[Object location annotation data]
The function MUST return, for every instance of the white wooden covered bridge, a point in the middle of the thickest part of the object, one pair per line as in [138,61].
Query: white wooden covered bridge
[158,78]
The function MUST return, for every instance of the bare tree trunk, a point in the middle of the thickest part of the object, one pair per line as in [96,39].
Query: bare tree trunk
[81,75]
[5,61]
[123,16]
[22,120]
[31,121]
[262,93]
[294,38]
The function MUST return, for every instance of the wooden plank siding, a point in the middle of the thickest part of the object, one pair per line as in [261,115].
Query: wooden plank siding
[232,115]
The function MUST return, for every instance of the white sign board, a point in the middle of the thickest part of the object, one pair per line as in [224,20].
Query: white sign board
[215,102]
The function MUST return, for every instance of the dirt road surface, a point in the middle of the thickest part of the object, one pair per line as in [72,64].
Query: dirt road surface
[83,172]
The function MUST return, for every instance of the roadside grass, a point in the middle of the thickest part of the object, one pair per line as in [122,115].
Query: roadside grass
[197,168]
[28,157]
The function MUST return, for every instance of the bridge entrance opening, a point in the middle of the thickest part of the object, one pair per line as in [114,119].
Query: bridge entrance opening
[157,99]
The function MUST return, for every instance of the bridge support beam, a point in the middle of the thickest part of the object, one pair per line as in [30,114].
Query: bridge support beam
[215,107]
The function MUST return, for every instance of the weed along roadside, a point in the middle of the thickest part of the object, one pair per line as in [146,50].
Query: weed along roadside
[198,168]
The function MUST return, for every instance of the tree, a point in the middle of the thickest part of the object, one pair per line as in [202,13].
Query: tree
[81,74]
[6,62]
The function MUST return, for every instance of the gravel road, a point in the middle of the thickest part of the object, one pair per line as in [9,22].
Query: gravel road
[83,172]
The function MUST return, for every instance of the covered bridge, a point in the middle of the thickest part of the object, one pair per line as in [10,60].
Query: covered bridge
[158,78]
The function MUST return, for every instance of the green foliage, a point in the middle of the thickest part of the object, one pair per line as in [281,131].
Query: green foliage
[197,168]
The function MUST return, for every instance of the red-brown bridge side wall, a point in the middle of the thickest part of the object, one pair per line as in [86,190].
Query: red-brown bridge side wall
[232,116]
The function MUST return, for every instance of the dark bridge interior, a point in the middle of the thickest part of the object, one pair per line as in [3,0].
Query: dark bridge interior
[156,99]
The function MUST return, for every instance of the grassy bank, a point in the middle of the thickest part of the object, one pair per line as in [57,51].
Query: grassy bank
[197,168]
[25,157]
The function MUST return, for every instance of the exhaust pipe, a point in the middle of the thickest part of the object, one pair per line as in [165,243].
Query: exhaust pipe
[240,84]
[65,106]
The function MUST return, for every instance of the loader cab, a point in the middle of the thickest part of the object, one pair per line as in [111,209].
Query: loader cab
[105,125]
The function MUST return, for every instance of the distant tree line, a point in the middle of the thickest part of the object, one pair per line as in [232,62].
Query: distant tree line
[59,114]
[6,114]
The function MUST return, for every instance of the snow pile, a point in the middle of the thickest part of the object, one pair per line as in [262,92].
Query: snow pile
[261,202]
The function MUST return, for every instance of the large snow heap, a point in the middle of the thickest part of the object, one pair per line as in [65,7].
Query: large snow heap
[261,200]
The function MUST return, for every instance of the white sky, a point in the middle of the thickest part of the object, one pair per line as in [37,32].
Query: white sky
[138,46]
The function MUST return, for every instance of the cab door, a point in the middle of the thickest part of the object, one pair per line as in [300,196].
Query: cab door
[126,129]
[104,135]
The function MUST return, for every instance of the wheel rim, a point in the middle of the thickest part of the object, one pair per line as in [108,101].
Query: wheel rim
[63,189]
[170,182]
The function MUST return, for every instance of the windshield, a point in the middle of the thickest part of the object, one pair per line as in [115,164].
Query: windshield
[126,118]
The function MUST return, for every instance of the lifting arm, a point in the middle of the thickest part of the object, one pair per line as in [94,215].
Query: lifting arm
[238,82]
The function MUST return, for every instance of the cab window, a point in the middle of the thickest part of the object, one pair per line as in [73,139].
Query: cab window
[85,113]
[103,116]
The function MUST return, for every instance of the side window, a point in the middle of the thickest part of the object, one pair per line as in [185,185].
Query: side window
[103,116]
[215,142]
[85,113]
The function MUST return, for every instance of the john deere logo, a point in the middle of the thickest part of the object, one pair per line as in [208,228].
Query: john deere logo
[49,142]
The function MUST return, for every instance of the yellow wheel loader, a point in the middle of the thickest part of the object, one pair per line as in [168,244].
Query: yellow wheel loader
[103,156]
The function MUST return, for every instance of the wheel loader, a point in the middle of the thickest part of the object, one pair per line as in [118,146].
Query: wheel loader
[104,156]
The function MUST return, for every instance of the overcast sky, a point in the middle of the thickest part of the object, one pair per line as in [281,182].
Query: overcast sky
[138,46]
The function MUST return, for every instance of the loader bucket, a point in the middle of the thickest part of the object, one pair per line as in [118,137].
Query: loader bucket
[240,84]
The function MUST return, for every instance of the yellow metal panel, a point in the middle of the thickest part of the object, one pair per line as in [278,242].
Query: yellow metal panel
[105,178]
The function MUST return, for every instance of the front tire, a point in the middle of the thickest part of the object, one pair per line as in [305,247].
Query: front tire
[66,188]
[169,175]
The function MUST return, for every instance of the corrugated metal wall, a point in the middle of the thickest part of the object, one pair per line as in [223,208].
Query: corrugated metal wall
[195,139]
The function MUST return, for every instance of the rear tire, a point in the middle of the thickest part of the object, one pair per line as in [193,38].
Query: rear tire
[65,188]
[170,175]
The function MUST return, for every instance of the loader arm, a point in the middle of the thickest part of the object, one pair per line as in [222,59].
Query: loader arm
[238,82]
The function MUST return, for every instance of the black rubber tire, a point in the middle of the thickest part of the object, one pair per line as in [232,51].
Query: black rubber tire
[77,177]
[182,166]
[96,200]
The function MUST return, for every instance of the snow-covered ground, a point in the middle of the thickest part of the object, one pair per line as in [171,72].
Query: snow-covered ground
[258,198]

#### THE TASK
Put the lines above into a numbered list, leaving out any blank lines.

#### RESPONSE TO THIS TASK
1. The function MUST return, for every instance of the white wooden covered bridge, a point in the middle of the thickest part of the object, one pair per line as in [138,61].
2. Query: white wooden covered bridge
3. [158,78]
4. The function MUST return, for every instance of the bare tree trunk, a point in the middle of the thickest part of the object, one pair per line as in [96,39].
5. Query: bare tree trunk
6. [81,75]
7. [5,61]
8. [123,16]
9. [22,120]
10. [31,121]
11. [262,93]
12. [294,38]
13. The function MUST return, for every instance of the wooden plank siding, a point in the middle of the thickest part of the object, one pair per line as in [261,115].
14. Query: wooden plank siding
15. [232,115]
16. The function MUST return, for every instance of the white sign board, a point in the middle of the thickest part of the object, one pair per line as in [224,20].
17. Query: white sign board
18. [215,102]
19. The function MUST return, for every instance of the dirt road surface, a point in the middle of the thickest part of the object, one pair per line as in [72,64].
20. Query: dirt road surface
21. [83,172]
22. The function MUST return, for every instance of the roadside grass, a point in the middle of the thickest part of the object, one pair per line as in [122,115].
23. Query: roadside grass
24. [197,168]
25. [28,157]
26. The function MUST return, for every instance of the bridge entrance opening, a point in the middle of the thickest part of the object, one pair per line as in [114,119].
27. Query: bridge entrance opening
28. [157,99]
29. The function MUST return, for every instance of the bridge support beam, a point in the middle of the thickest part of the object, one pair per line as in [30,114].
30. Query: bridge support beam
31. [215,107]
32. The function MUST return, for every instance of the weed along roadside, a point in the middle of the thickest part of the object, one pair per line as in [146,50].
33. Query: weed along roadside
34. [198,168]
35. The function MUST return, for every instance of the tree, a point in the middle of the thickest part of the object, one pair per line as in [202,13].
36. Query: tree
37. [81,74]
38. [6,62]
39. The function MUST return, for every instance of the gravel road, a point in the middle of the thickest part of the object, one pair per line as in [9,22].
40. Query: gravel road
41. [83,172]
42. The function MUST return, for every instance of the covered bridge, a point in the middle of the thickest part of the object, one pair per line as in [10,60].
43. Query: covered bridge
44. [158,78]
45. The function MUST return, for every instance of the green foliage, a point in the middle of the thickest part of the object, one pair per line as in [281,131].
46. Query: green foliage
47. [197,168]
48. The function MUST return, for every instance of the red-brown bridge side wall, a point in the middle of the thickest part of the object, one pair per line as in [86,190].
49. Query: red-brown bridge side wall
50. [232,116]
51. The function MUST return, for every instance of the dark bridge interior, a point in the middle of the thickest part of the object, one pair per line as in [3,0].
52. Query: dark bridge interior
53. [156,99]
54. The function MUST return, for every instance of the grassy bank, a point in the middle of the thickest part of the object, one pair per line as in [57,51].
55. Query: grassy bank
56. [197,168]
57. [25,157]
58. The function MUST return, for every instance of the exhaust pipe, a point in the middle of the thickest part of the object, one pair per line as in [165,243].
59. Query: exhaust pipe
60. [240,84]
61. [65,106]
62. The function MUST return, for every instance of the loader cab, a point in the middle of the thickest part of the object, one pair per line as in [111,209].
63. Query: loader cab
64. [105,125]
65. The function MUST return, for every instance of the distant tree line, a point in the middle of the thickest part of the object, one pair per line as in [232,62].
66. Query: distant tree line
67. [59,114]
68. [6,114]
69. The function MUST return, for every instance of the snow pile, a point in the middle of the thickest part of the object, one pair per line as in [262,92].
70. Query: snow pile
71. [261,202]
72. The function MUST return, for every instance of the large snow heap, a point in the middle of the thickest part of the object, one pair per line as in [65,7].
73. Query: large snow heap
74. [261,200]
75. The function MUST return, for every instance of the white sky, a point in the middle of the thickest part of the object, one pair per line as in [37,32].
76. Query: white sky
77. [138,46]
78. The function MUST return, for every instance of the cab door, a point in the middle of the thickest part of the object, one pair per line as in [300,196].
79. Query: cab door
80. [126,129]
81. [104,135]
82. The function MUST return, for every instance of the wheel rim, a point in the middle of the thickest part of the object, one pair per line as in [108,101].
83. Query: wheel rim
84. [63,189]
85. [170,182]
86. The function MUST return, for every instance of the windshield, a point in the middle of the thickest part of the object, one pair per line as in [115,164].
87. Query: windshield
88. [126,118]
89. The function MUST return, for every instance of the lifting arm, a point in the middle of the thickest part of the object, one pair per line as in [94,215].
90. Query: lifting arm
91. [238,82]
92. The function MUST return, for every instance of the cab window, a point in the middle of the thickest part of the object, one pair per line as in [73,139].
93. Query: cab window
94. [85,113]
95. [103,116]
96. The function MUST return, for every instance of the side window, a point in the middle of the thickest part of the object, one pair per line as in [185,185].
97. Query: side window
98. [103,116]
99. [215,142]
100. [85,113]
101. The function MUST return, for every instance of the john deere logo, a point in the middle of the thickest part of the object, one pair per line as in [208,228].
102. Query: john deere logo
103. [49,142]
104. The function MUST return, for every instance of the yellow wheel loader, a point in the middle of the thickest part of the object, one pair per line as in [168,244].
105. Query: yellow wheel loader
106. [103,156]
107. The function MUST return, for every instance of the wheel loader, a point in the middle of the thickest part of the object, one pair per line as in [118,146].
108. Query: wheel loader
109. [104,156]
110. The function MUST return, for every instance of the overcast sky, a point in the middle of the thickest part of the object, one pair per line as in [281,182].
111. Query: overcast sky
112. [138,46]
113. The function MUST return, for every instance of the loader bucket, a point in the middle of the thickest part of the object, one pair per line as in [118,137].
114. Query: loader bucket
115. [240,84]
116. The function MUST return, for every instance of the yellow metal panel, a point in the middle of the thickest part of the object, one pair per line as in [278,242].
117. Query: yellow metal panel
118. [105,178]
119. The function MUST return, for every instance of the front tire, a point in the middle of the thickest part of the object, one pair per line as in [305,247].
120. Query: front tire
121. [66,188]
122. [169,175]
123. The function MUST return, for every instance of the corrugated metal wall, a point in the middle of the thickest part of the object, one pair per line as in [223,208].
124. Query: corrugated metal wall
125. [195,139]
126. The function MUST return, for every instance of the rear tire, a point in the middle of the thickest part of the object, one pair per line as in [193,38].
127. Query: rear tire
128. [65,188]
129. [170,175]
130. The function MUST return, for every instance of the loader arm, a point in the middle of the thickest part of the object, one pair per line as in [222,59].
131. Query: loader arm
132. [238,82]
133. The function MUST return, for every instance of the black rubber tire, a point in the middle of the thickest part of the object, one pair per line as in [232,51].
134. Query: black rubber tire
135. [77,177]
136. [182,166]
137. [96,200]
138. The function MUST return, for every instance of the snow-covered ground, a point in the middle of the thickest part of the object, one pair per line as in [171,72].
139. Query: snow-covered ground
140. [258,198]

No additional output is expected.